- **Source document**:
[start]
WARNING! If you are a Linux user and have a Core i9 based computer DO NOT ENABLE THE INTEL MICROCODE DRIVER!!!

I have older Linux box with Core i7 3770 processor which has served me loyally for years. I recently upgraded and installed a fresh Linux Mint 18.2 and the first screen that greets after a new installation is the Driver Manager. It was offering binary drivers from NVIDIA Corporation and "Unknown" (labeled "intel-microcode"). It sounded like a good idea to install the microcode.

The old computer did compile one specific piece of code in 22 seconds using "make -j10". The new computer with nearly 3x the CPU capacity took 15-18 seconds which is not improvement at all. The CPU utilization was jumping between 20 and 30% which was pathetic. The old machine used to go ALL OUT at 100% until the job was done. The statistics looked like this:

real 0m22.231s user 2m45.231s

If you divide the user/real we get roughly 7.5, which makes sense since our hardware has maximum concurrency of 8.

The new machine was giving concurrency ratio which was very little below 4! Long story short, after disabling the intel-microcode goodness the results look like this:

real 0m6.122s user 1m9.624s

Concurrency is 11.3 - the hardware should be able to do 20 but definitely an improvement. The CPU utilization still doesn't go all out at 100%. We should get real 0m3s with user of 2m0s. The HT is enabled and I can confirm 100% CPU load with custom workload from my threadpool code. Something funky going on with the GNU make?

On the bright side, now the machine is over 3x the speed of the old one and the number of cores shouldn't even give more than 2.5x so it is exceeding expectations but simultaneously seeing underwhelming CPU usage. I/O limited? :(


September 27, 2017. 4.5 seconds!


February 14, 2018. 6.4 seconds :(

After upgrade to Meltdown/Spectre patched kernel the effect is same as taking away 3 out of the 10 cores. Oh well, let's just suck it and continue into the bright future.

Software Rasterizer

It is a completely different to think that the code you are writing is not generating bad code and it not actually generating bad code. You want to be sure so you have to give the code real data to transform. I am not one of those people with great imaginations so I decided that I will write a software triangle rasterizer.

Having written a few in my younger days my options were more limited than if I had not; the world wasn't my oyster - I was forced to designing one around the things that I 'knew' so I started my design around the number one bottleneck in modern CPUs - memory access. The other thing I wanted to do is to leverage SIMD instructions as that is the task I was set out to do in the first place.
[end]
- **Stored data**:
[start]
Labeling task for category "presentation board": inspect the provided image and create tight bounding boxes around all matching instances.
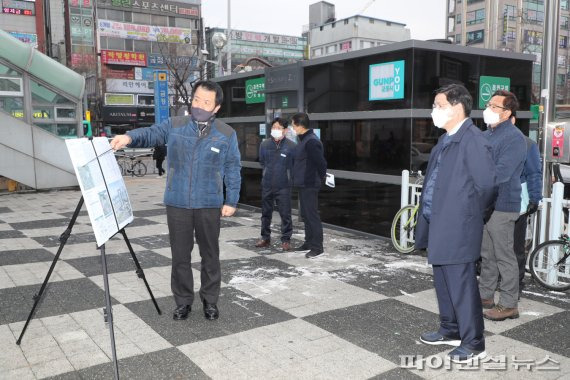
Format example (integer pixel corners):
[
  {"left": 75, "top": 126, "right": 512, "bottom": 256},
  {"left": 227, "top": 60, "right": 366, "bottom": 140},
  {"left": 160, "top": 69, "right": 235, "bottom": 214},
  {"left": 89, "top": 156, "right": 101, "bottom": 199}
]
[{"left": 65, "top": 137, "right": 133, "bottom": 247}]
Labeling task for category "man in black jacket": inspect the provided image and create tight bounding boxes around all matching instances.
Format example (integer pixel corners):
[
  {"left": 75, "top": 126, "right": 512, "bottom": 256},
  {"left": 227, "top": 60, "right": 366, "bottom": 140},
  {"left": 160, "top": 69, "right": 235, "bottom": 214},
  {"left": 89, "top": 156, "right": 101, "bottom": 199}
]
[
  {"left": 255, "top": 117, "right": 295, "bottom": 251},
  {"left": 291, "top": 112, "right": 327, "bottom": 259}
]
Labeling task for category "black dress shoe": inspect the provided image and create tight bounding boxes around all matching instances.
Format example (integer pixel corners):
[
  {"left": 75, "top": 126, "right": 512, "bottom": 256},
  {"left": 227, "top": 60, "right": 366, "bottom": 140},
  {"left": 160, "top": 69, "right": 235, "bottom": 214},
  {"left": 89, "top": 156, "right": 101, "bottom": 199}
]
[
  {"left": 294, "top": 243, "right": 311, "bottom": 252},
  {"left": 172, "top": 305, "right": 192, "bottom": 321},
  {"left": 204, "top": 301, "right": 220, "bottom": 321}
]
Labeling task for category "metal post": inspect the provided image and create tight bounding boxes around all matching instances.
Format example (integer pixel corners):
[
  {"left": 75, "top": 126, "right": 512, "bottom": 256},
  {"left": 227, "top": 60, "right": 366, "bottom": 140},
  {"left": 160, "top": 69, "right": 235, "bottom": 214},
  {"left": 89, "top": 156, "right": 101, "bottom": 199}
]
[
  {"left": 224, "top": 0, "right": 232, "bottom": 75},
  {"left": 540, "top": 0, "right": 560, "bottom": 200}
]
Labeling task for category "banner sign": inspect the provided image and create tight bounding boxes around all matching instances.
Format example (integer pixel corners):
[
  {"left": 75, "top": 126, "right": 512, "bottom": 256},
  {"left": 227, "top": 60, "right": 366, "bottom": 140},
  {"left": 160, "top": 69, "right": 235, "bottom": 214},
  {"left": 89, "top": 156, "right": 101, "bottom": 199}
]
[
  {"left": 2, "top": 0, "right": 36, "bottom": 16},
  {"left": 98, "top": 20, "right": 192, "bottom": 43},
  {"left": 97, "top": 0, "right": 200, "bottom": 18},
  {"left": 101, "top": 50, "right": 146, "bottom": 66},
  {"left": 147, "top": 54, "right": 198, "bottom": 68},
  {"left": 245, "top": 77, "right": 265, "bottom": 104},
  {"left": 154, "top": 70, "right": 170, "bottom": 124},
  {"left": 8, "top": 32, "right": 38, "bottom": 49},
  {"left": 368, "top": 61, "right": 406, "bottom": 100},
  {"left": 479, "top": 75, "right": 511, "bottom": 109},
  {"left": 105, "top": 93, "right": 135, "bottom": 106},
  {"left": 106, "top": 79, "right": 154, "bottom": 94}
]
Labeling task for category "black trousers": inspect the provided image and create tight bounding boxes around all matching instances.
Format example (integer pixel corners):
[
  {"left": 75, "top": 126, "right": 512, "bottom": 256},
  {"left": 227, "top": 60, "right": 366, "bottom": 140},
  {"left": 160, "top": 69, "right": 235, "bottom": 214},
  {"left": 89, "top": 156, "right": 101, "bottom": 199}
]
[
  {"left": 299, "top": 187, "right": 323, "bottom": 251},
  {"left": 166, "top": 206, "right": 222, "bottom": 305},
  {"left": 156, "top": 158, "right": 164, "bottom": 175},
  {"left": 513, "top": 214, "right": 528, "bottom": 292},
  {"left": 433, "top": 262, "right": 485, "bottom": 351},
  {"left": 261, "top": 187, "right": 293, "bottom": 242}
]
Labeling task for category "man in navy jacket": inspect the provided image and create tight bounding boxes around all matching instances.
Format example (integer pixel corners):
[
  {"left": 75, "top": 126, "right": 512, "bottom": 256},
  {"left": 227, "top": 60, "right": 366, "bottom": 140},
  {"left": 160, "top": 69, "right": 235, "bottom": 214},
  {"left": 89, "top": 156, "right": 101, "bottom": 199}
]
[end]
- **Given request**: Which Linux distribution and version does the Linux microcode post say was freshly installed? Rely only on the Linux microcode post, not on the listing.

- **Finished exercise**: Linux Mint 18.2